• **TASK TO COMPLETE**
Every entry must be duplicated precisely as written.
···
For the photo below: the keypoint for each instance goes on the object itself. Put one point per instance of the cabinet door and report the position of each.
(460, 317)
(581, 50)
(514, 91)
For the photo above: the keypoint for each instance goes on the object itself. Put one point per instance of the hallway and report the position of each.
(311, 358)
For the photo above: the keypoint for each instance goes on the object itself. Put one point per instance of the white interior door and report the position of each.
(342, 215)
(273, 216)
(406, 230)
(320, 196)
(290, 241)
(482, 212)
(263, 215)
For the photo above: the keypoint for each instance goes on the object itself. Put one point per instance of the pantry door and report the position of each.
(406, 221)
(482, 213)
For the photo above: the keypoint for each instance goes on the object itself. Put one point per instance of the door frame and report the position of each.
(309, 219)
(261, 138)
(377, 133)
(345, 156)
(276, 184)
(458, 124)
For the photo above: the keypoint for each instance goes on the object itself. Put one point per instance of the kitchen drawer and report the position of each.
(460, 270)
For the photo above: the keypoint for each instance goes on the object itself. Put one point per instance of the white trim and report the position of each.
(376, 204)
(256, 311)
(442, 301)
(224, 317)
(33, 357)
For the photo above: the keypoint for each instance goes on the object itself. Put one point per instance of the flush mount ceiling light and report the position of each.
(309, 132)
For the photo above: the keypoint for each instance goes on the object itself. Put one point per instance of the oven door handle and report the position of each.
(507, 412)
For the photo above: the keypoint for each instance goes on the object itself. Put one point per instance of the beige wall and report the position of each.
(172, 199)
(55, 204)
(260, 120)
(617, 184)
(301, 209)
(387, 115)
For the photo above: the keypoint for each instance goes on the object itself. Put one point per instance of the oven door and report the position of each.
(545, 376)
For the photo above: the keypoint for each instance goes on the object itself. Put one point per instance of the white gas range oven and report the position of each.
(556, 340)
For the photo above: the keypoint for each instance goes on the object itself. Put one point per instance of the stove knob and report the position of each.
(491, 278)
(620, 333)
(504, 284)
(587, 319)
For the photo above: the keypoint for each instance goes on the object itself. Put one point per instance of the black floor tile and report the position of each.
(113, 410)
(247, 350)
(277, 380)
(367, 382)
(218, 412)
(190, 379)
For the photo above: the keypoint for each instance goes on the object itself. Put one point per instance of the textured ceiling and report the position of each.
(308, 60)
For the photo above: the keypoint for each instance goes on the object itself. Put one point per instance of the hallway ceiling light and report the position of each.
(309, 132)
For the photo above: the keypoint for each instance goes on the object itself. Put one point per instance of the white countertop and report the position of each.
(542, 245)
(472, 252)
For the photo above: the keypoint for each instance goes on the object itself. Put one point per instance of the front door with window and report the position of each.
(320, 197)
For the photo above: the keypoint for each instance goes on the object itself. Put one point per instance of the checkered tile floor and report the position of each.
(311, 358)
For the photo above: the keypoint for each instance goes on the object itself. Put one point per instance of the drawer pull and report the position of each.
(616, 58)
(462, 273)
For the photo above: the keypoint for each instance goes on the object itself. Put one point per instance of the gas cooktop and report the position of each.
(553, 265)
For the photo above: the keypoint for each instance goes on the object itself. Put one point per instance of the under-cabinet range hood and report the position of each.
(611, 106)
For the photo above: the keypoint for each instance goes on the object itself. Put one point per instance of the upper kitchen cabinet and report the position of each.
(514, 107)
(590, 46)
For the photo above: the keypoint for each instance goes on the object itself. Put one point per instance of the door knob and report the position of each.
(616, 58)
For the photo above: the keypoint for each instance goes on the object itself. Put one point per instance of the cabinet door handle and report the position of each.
···
• **EXERCISE RESPONSE**
For the photo below: the keypoint for each instance goes on the object itself. Put one point per instance of the cabinet door and report the position of each.
(460, 317)
(581, 50)
(514, 91)
For the photo above: the keypoint for each instance goes on the object itself. Put one point per instance of the hallway and report the position of each.
(311, 358)
For the photo above: the keypoint for each instance goes on the object itself. Put one point per instance of the white interior door and report the position of each.
(342, 215)
(273, 216)
(406, 230)
(320, 196)
(290, 241)
(482, 212)
(263, 215)
For the photo above: the keypoint for each instance goes on the object itself. Put one point per instance of the pantry door and report the position of each.
(406, 221)
(482, 213)
For the photo above: the keypoint for each instance goes on the object itself. Put one point per instance of the door frame and report the position of each.
(309, 219)
(261, 138)
(377, 133)
(345, 156)
(276, 184)
(458, 124)
For the photo above: the keypoint for each instance goes on the object itself. Put one point per instance of the kitchen drawer and report the position of each.
(460, 270)
For the photo above: the keypoint for each instance goes on the object itself. Put one point per instance of the white trim and report the position of each.
(376, 204)
(256, 311)
(442, 301)
(224, 317)
(33, 357)
For the photo above: the keypoint for each instance goes on the object itself. Put one point per instance of the flush mount ceiling light and report the position of each.
(309, 132)
For the photo above: the keypoint for each instance goes on the object itself. Put one point per instance of the oven door handle and report the position of each.
(507, 412)
For the photo above: the keypoint for each instance goes on the object itself. Put one point per instance of the beige wall and report the position of each.
(172, 199)
(55, 204)
(260, 120)
(617, 184)
(301, 209)
(387, 115)
For the photo above: the keypoint for each instance goes on the object itself. Put one point per instance of the oven door and report the position of each.
(545, 376)
For the photo above: the keypoint for each instance goes on the object itself. Put one point per instance of the white gas range oven and report the position of each.
(556, 340)
For the photo above: the keypoint for each instance goes on the object itself. Put one point per instance of the stove knob and report the position of each.
(491, 278)
(620, 333)
(504, 284)
(587, 319)
For the photo above: the keypoint for each instance goes on the object itself. Put one point per instance of the black floor tile and report the position of each.
(113, 410)
(247, 350)
(277, 380)
(367, 382)
(218, 412)
(190, 379)
For the photo above: the keypoint for each instance goes on the object itself. Put one point per instance of the textured ceiling and report the position of each.
(308, 60)
For the photo above: the keypoint for each instance goes on the object itself. Put one point per instance of the hallway ceiling light and report the position of each.
(309, 132)
For the photo above: the keypoint for each instance goes on the object itself. Put one point per instance of the white countertop and report the position of each.
(542, 245)
(472, 252)
For the photo above: the keypoint for each instance goes on the object itself. Put one point per instance of the front door with window and report the position of each.
(320, 197)
For the photo above: the keypoint for each instance goes on the object itself. Put one point per instance of the checkered tile floor and report the position of each.
(311, 358)
For the photo above: the keypoint for each instance goes on the object itself. Put one point per instance of the drawer pull and report the position of each.
(616, 58)
(462, 273)
For the photo above: the keypoint for each instance goes on the object itself. Put one point per instance of the gas cooktop and report the position of each.
(553, 265)
For the photo above: the keypoint for each instance goes on the object itself. Put one point per instance of the under-cabinet range hood and report the position of each.
(611, 106)
For the photo above: the keypoint for each instance goes on the object itself. Put one point per instance of the upper kitchen cabinet and report the position of each.
(514, 107)
(590, 46)
For the photo above: the keypoint for each instance goes on the object itself. Put one point per instance of the door knob and report the position of each.
(616, 58)
For the photo above: the keypoint for each instance goes on the object itself. Put one point per instance of the cabinet door handle and report the position of each.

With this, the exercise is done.